● Passage provided:
════════

Something greater might be God, it might be nature, it might be the universe. The words will always be inadequate. And will vary from person to person.

But the difficulty in language should not prevent us from speaking about matters of the spirit.

For me, the spirit is the whole being greater than the sum of its parts. We all have bodies, minds, and emotions.  We have personalities and histories, and experiences. And yet taking it all together we are still something more.

In Unitarian Universalism, spirit refers to the wholeness of the self  – the wholeness of all beings. It can also refer to the greater whole – again that might be God or the universe. I use it both for the wholeness of the individual self and the wholeness of the – well – whole.

Words are inadequate!

“From the Latin spiritus, the word spirit is linked with air and breath: felt but not seen, intangible yet essential, ephemeral yet connects us to one  another. No name is large enough to hold this power [that is larger than life, although it contains life], but of all the inadequate names, the one that comes to me now is spirit. […the word seems to catch the lightness, radiance, and wind-like subtlety of the power that I seek].”  (Scott Russell Saunders in The Force of Spirit)

Spirit. Breath. Wind. Air.

Air connects us all, it surrounds us, the air we breathe is the air that has always been part of the planet.

════════

● Exercise requirements:
a: According to the passage about spirit, from which Latin word does the word spirit come?
b: Reproduce word for word everything in the passage about spirit from "For me, the" down to "still something more.".
Rely only on the passage about spirit for your answers.

Items contained in a dataset
════════

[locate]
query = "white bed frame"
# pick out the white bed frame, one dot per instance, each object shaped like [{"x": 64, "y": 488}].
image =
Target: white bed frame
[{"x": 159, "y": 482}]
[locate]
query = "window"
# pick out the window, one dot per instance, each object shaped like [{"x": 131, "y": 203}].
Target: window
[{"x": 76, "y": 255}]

════════

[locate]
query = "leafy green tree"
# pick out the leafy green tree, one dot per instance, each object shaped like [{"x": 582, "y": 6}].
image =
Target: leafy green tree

════════

● Solutions to the exercise:
a: It comes from the Latin word spiritus.

b:
For me, the spirit is the whole being greater than the sum of its parts. We all have bodies, minds, and emotions.  We have personalities and histories, and experiences. And yet taking it all together we are still something more.